Brown & Haley Lecture Series: "The Gentrification of Transition into Art and Theory, 1980-1990s" with Jules Gill-Peterson
Originating in 1953, the Brown & Haley Lecture Series became the first fully endowed lectureship in the history of Puget Sound in 1981. The lectures are intended to make significant contributions to the understanding of urgent problems confronting society, emphasizing perspectives in the social sciences or humanities. In recent years, the Brown & Haley Lecture Series has invited an emerging scholar to offer two lectures speaking to two or more fields during their two-day residency.
This year, we have two lectures on The Gentrification of Transition presented by historian Jules Gill-Peterson on February 4 and 5, 2026, in the Tahoma Room.
Jules Gill-Peterson is a US-based writer, activist, and the author of the award-winning book Histories of the Transgender Child (2018). Gill-Peterson is a tenured associate professor of History at Johns Hopkins University and a General Editor of TSQ: Transgender Studies Quarterly, the journal of record in the field. She has earned a public reputation for fiercely advocating for transgender children and women, with interviews in outlets from NPR, to ABC, to New York magazine. She was profiled by the Guardian and published an op-ed on trans kids in the New York Times in 2021. She has also written for the New Inquiry, Jewish Currents, the Baffler, the Funambulist, Parapraxis, and more. Gill-Peterson is the cohost of Outward, Slate's LGBT podcast, and a member of the Death Panel podcast. She is also the narrator of the award-winning documentary Framing Agnes (dir. Chase Joynt, 2022), which premiered at the Sundance Film Festival. Her most recent book is A History of Trans Misogyny (2024).
Lecture 1 - "Neo-liberalizing Medical Transition in the 1970s"

→ **TASK GOAL**
Continue the lecture series announcement from where it stops, picking up after the heading for the first lecture.

→ **PROVIDED MATERIAL**
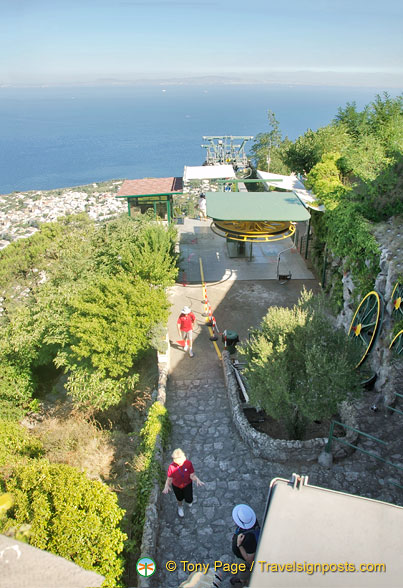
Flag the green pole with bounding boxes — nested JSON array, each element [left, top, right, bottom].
[[325, 421, 334, 453], [167, 199, 172, 225], [305, 217, 311, 259], [322, 245, 327, 288]]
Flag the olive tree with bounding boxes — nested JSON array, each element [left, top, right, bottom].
[[240, 291, 359, 439]]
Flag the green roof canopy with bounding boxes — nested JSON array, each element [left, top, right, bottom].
[[206, 192, 310, 221]]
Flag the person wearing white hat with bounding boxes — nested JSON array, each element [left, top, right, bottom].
[[197, 192, 207, 220], [177, 306, 196, 357], [230, 504, 260, 586]]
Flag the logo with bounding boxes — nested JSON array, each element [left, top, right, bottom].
[[136, 557, 156, 578]]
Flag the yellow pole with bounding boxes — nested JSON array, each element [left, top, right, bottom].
[[199, 257, 222, 359]]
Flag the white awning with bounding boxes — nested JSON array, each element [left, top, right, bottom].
[[256, 170, 325, 212], [183, 165, 236, 182]]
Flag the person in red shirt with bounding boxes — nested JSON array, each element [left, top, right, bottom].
[[177, 306, 196, 357], [162, 449, 204, 517]]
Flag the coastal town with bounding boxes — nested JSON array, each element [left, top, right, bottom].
[[0, 180, 127, 249]]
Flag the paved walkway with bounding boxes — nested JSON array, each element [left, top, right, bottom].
[[153, 378, 292, 588], [152, 219, 403, 588], [152, 219, 317, 588]]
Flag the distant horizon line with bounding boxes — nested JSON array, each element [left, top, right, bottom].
[[0, 70, 403, 90]]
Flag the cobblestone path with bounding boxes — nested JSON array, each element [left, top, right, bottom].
[[152, 370, 402, 588], [153, 378, 292, 588]]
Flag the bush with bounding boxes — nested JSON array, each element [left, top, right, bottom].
[[240, 291, 359, 439], [132, 402, 170, 551], [0, 419, 43, 469], [0, 460, 126, 587]]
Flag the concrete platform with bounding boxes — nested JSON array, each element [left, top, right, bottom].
[[169, 219, 320, 381], [177, 218, 314, 284]]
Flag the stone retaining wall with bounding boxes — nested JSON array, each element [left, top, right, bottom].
[[222, 351, 356, 463], [137, 336, 170, 588]]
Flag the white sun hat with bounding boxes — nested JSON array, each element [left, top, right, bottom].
[[232, 504, 256, 529]]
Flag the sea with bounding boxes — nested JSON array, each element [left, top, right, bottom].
[[0, 84, 399, 194]]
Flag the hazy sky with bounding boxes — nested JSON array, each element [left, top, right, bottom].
[[0, 0, 403, 87]]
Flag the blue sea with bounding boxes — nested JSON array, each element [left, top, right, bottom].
[[0, 85, 398, 194]]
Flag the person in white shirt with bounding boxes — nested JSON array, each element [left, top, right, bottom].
[[197, 192, 207, 220]]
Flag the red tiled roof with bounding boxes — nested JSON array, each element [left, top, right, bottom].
[[117, 178, 183, 196]]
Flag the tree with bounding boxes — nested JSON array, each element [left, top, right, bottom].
[[250, 110, 290, 174], [0, 459, 126, 588], [333, 102, 369, 139], [306, 153, 349, 209], [285, 125, 351, 174], [240, 291, 359, 439]]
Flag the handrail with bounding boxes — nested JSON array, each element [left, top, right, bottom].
[[325, 421, 403, 471]]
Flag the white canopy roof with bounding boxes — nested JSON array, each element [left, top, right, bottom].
[[256, 170, 325, 212], [183, 165, 236, 182]]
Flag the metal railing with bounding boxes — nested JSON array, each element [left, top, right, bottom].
[[325, 422, 403, 489]]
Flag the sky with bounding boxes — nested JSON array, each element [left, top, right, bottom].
[[0, 0, 403, 87]]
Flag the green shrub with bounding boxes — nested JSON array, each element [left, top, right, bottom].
[[240, 291, 359, 439], [0, 419, 43, 468], [0, 460, 126, 587], [132, 402, 170, 551]]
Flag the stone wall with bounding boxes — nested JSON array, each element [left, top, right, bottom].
[[137, 336, 170, 588], [337, 218, 403, 404], [222, 351, 327, 463]]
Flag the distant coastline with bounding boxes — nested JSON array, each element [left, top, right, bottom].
[[0, 70, 403, 90]]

→ **EXERCISE RESULT**
Wednesday, February 4 at 5 - 6:30 p.m., Tahoma Room, Thomas Hall
How did transgender medicine as we know it today come to be? And why is it so difficult to medically transition? This lecture explains the economic basis of the gender dysphoria diagnosis created at Stanford University’s gender clinic in the 1970s. As the model adopted worldwide, gender dysphoria syndrome led to the deregulation of transgender medicine. For the past fifty years, patients have been forced to shoulder the entire cost of changing sex on the private market, turning money into the ultimate arbiter of who gets to transition.
Lecture 2 - "The Gentrification of Transition into Art and Theory, 1980-1990s"
Thursday, February 5 at 5 - 6:30 p.m., Tahoma Room, Thomas Hall
How did transgender become associated not with physically changing the body, but language, style, and personal identity? And why do right wing populists charge transgender politics with being elitist? This lecture digs into the process through which transition was gentrified into high art and theory during the 1980s and 1990s. Artists, academics, and college-educated people turned transgender into something cool for themselves during these decades by rejecting medical transition, while also depending on transsexual techniques to enhance their personal image.
Book Reception after the lecture: Feb. 5 at 6:30 - 7 p.m., Tahoma Room, Thomas Hall.